Исходный текст
◆ ◆ ◆

Дневник (1918-1919) - Евгений Харлампиевич Чикаленко
Шрифт:
Интервал:
Закладка:
Под хатой, где жил приятель, на крыльце, застали мы довольно большую группу людей, которые весело чаевничали у большого самовара. Удивились мы немало, когда узнали, что вся эта группа направляется «на ту сторону»; среди них половина была женщины и дети. Обдумав положение вещей, я оптимистично стал смотреть на свое путешествие. Женщины, дети, узлы, большой самовар, и все это на двух подводах, производило впечатление путешествия не каких-то энтузиастов политического направления, а самых обычных людей, которые по каким-то там неизвестным причинам путешествуют целыми семьями, на лошадях и пешком по сельским дорогам, избегая опасных мест, где можно было ожидать вооруженных столкновений. Да и причину нашего путешествия не надо было придумывать. Большинство из нашей группы при большевиках сидели в «чрезвычайке» и имели об этом удостоверение. Показывая эти удостоверения и рассказывая к тому же, что, освободившись, мы теперь возвращаемся домой, мы действительно встречали по дороге со стороны всех безграничное сочувствие и самое искреннее желание помочь нам.
Умостив на следующий день утром свои узлы на подводы, где сидели женщины и дети, мы отправились потихоньку пешком на местечко Макаров.
Переехав без всяких препятствий первую линию деникинской армии, мы оказались на целый день там, где не было в то время никакой власти. Каждый встречный человек, и даже не встречный, а каждый, кто только видел, что мы едем с востока, бросал свою работу, бежал нам навстречу и расспрашивал, пока мы не прерывали разговор и не ехали дальше. Мужчины были более сдержанны и не высказывались так непосредственно, как это делали женщины. Особенно поразил, помню, одну бабу наш ответ. На ее вопрос, правда ли то, что люди говорят, что якобы идут «яникинцы», да еще и с золотыми «пагонами», мы подтвердили, что да. Услышав это и пристально посмотрев нам в глаза, баба заплакала искренними слезами и загоревала и заголосила так, как по умершему.
Только в местечке Макарове уже была власть, но нам еще неизвестная, — какие-то повстанцы. Было поздно, уже совсем почти смеркалось, и мы не решились при таких обстоятельствах входить в сферу этой власти. Слышно было в местечке выстрелы и какие-то веселые возгласы. Лучше переночуем в селе Макарове, немножко левее от местечка, — решили мы.

◆ ◆ ◆

Прилагаемый перечень
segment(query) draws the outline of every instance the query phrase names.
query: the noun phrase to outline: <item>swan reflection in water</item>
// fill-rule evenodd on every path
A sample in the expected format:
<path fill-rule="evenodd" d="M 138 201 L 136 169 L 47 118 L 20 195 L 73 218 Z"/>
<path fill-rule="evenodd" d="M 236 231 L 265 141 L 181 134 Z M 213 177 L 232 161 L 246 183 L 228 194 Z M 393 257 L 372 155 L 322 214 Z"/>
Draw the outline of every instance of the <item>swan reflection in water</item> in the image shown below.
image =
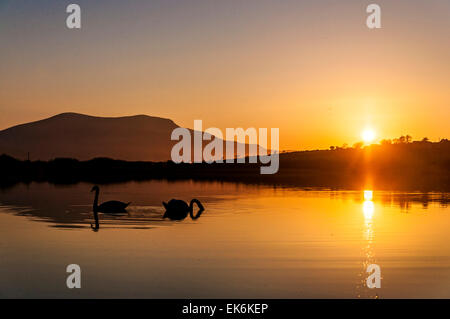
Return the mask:
<path fill-rule="evenodd" d="M 131 202 L 124 203 L 117 200 L 110 200 L 98 205 L 98 194 L 100 193 L 100 188 L 98 186 L 94 186 L 91 189 L 91 192 L 95 191 L 94 204 L 92 206 L 92 210 L 94 212 L 95 225 L 91 224 L 91 228 L 94 231 L 97 231 L 100 228 L 100 224 L 98 221 L 98 213 L 109 214 L 109 215 L 120 215 L 127 213 L 126 208 L 130 205 Z"/>
<path fill-rule="evenodd" d="M 194 216 L 194 203 L 198 206 L 198 211 Z M 198 199 L 192 199 L 188 205 L 185 201 L 179 199 L 171 199 L 168 203 L 163 202 L 166 212 L 163 218 L 169 218 L 170 220 L 183 220 L 189 214 L 192 220 L 200 217 L 205 208 Z"/>

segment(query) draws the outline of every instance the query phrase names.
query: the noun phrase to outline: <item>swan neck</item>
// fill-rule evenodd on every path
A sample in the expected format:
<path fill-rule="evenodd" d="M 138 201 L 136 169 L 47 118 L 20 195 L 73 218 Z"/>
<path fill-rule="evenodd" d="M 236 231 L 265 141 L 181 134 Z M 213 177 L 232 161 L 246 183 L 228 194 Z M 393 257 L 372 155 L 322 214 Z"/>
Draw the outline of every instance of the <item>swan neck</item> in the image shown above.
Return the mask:
<path fill-rule="evenodd" d="M 96 190 L 95 190 L 94 205 L 93 205 L 94 212 L 97 211 L 97 207 L 98 207 L 98 193 L 99 193 L 99 190 L 96 189 Z"/>

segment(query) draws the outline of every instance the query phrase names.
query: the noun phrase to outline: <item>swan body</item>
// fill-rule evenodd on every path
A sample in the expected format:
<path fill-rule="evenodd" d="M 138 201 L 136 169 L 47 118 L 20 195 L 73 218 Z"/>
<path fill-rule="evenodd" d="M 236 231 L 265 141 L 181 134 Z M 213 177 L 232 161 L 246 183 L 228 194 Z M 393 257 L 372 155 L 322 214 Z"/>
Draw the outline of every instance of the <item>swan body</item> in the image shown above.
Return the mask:
<path fill-rule="evenodd" d="M 120 214 L 120 213 L 126 213 L 126 208 L 129 203 L 119 202 L 117 200 L 110 200 L 108 202 L 101 203 L 98 205 L 98 194 L 100 192 L 100 189 L 98 186 L 92 187 L 91 192 L 95 191 L 95 199 L 94 199 L 94 205 L 93 210 L 94 213 L 104 213 L 104 214 Z"/>
<path fill-rule="evenodd" d="M 194 216 L 194 203 L 197 204 L 199 210 Z M 198 199 L 192 199 L 188 205 L 185 201 L 179 199 L 171 199 L 168 203 L 163 202 L 166 212 L 163 218 L 169 218 L 171 220 L 183 220 L 190 214 L 192 219 L 197 219 L 203 213 L 205 208 Z"/>

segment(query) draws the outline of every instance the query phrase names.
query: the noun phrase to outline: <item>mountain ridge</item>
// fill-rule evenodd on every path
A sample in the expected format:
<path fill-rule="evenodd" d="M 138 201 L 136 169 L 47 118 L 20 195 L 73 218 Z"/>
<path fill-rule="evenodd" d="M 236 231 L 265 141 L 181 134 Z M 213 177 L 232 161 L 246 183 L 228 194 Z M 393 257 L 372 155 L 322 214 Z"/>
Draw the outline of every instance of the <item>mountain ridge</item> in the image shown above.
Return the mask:
<path fill-rule="evenodd" d="M 145 114 L 100 117 L 64 112 L 1 130 L 0 154 L 32 160 L 108 157 L 167 161 L 171 159 L 173 145 L 178 143 L 171 140 L 172 131 L 178 127 L 171 119 Z M 189 131 L 192 136 L 193 130 Z M 206 145 L 209 141 L 203 143 Z M 223 143 L 225 150 L 228 142 Z M 248 145 L 246 155 L 247 149 Z"/>

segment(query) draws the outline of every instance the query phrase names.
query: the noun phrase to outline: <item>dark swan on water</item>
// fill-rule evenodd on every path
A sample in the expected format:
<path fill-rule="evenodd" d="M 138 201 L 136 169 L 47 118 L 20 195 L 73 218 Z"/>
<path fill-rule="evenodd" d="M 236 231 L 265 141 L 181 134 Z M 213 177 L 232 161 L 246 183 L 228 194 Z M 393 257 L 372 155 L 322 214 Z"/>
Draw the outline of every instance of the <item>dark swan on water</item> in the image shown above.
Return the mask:
<path fill-rule="evenodd" d="M 194 203 L 197 204 L 199 209 L 195 216 Z M 202 203 L 200 203 L 200 201 L 195 198 L 191 200 L 191 203 L 189 205 L 185 201 L 179 199 L 171 199 L 168 203 L 163 202 L 163 205 L 166 208 L 166 212 L 164 213 L 163 218 L 169 218 L 172 220 L 185 219 L 188 214 L 192 219 L 197 219 L 205 210 Z"/>
<path fill-rule="evenodd" d="M 108 202 L 101 203 L 98 205 L 98 193 L 100 192 L 100 188 L 98 186 L 94 186 L 91 189 L 91 192 L 95 191 L 95 198 L 94 198 L 94 205 L 92 207 L 94 211 L 94 219 L 95 219 L 95 225 L 91 224 L 91 228 L 94 231 L 98 231 L 100 228 L 100 224 L 98 222 L 98 213 L 104 213 L 104 214 L 123 214 L 126 213 L 127 206 L 130 205 L 130 203 L 124 203 L 119 202 L 117 200 L 111 200 Z"/>
<path fill-rule="evenodd" d="M 100 189 L 98 186 L 94 186 L 91 189 L 91 192 L 95 191 L 95 199 L 94 199 L 94 206 L 93 210 L 94 213 L 104 213 L 104 214 L 120 214 L 120 213 L 126 213 L 126 208 L 129 203 L 119 202 L 117 200 L 110 200 L 108 202 L 101 203 L 98 205 L 98 193 L 100 192 Z"/>

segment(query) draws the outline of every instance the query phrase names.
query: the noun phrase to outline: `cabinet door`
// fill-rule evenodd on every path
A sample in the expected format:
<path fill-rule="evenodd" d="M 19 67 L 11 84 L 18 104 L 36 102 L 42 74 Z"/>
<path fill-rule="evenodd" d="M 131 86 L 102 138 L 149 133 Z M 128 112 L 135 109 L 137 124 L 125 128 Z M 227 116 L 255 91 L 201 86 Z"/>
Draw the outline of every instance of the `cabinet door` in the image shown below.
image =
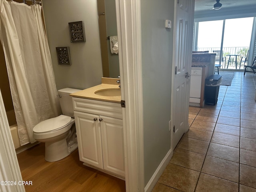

◆ ◆ ◆

Задания
a) Измените фрагмент отрывка из дневника, начиная со слов «Умостив на следующий» и продолжая до слов «как по умершему.», заменив «пешком» на «верхом». Приведите этот фрагмент целиком.
b) Ответьте на вопросы по отрывку из дневника.
(i) На скольких подводах разместилась группа?
(ii) Какую линию армии путники переехали без всяких препятствий?
(iii) Где путники решили переночевать?
c) Подхватите отрывок из дневника после последнего приведенного предложения и продолжите повествование.

Ответы к заданиям
a)
Умостив на следующий день утром свои узлы на подводы, где сидели женщины и дети, мы отправились потихоньку верхом на местечко Макаров.
Переехав без всяких препятствий первую линию деникинской армии, мы оказались на целый день там, где не было в то время никакой власти. Каждый встречный человек, и даже не встречный, а каждый, кто только видел, что мы едем с востока, бросал свою работу, бежал нам навстречу и расспрашивал, пока мы не прерывали разговор и не ехали дальше. Мужчины были более сдержанны и не высказывались так непосредственно, как это делали женщины. Особенно поразил, помню, одну бабу наш ответ. На ее вопрос, правда ли то, что люди говорят, что якобы идут «яникинцы», да еще и с золотыми «пагонами», мы подтвердили, что да. Услышав это и пристально посмотрев нам в глаза, баба заплакала искренними слезами и загоревала и заголосила так, как по умершему.

b)
(i) На двух подводах.
(ii) Первую линию деникинской армии.
(iii) В селе Макарове, немножко левее от местечка.

c)
Мужик, к которому направила нас судьба, был за селом, когда мы его догнали.
Догнали, расспросили и очень легко напросились к нему на ночь.
Удивляюсь всегда я крестьянам, как они, живя в тесноте и в небольшом достатке, так легко еще теснее сжимаются, пуская к себе в дом совершенно посторонних людей, и как охотно они делятся тем, что есть в доме, с незнакомыми людьми. Переночевали мы на славу! Накормили нас и вечером, и утром. Правда, мы за еду платили немало, на наши деньги, но это никакого впечатления не произвело на хозяев. Они деньгам значения не придавали.
Дальше ехать без того, чтобы как-то не легализоваться, нельзя было: каждая власть должна знать, кто едет через ее владения и зачем едет. Итак, лучше сделать эту неизбежную процедуру по своей инициативе, чем по инициативе власти.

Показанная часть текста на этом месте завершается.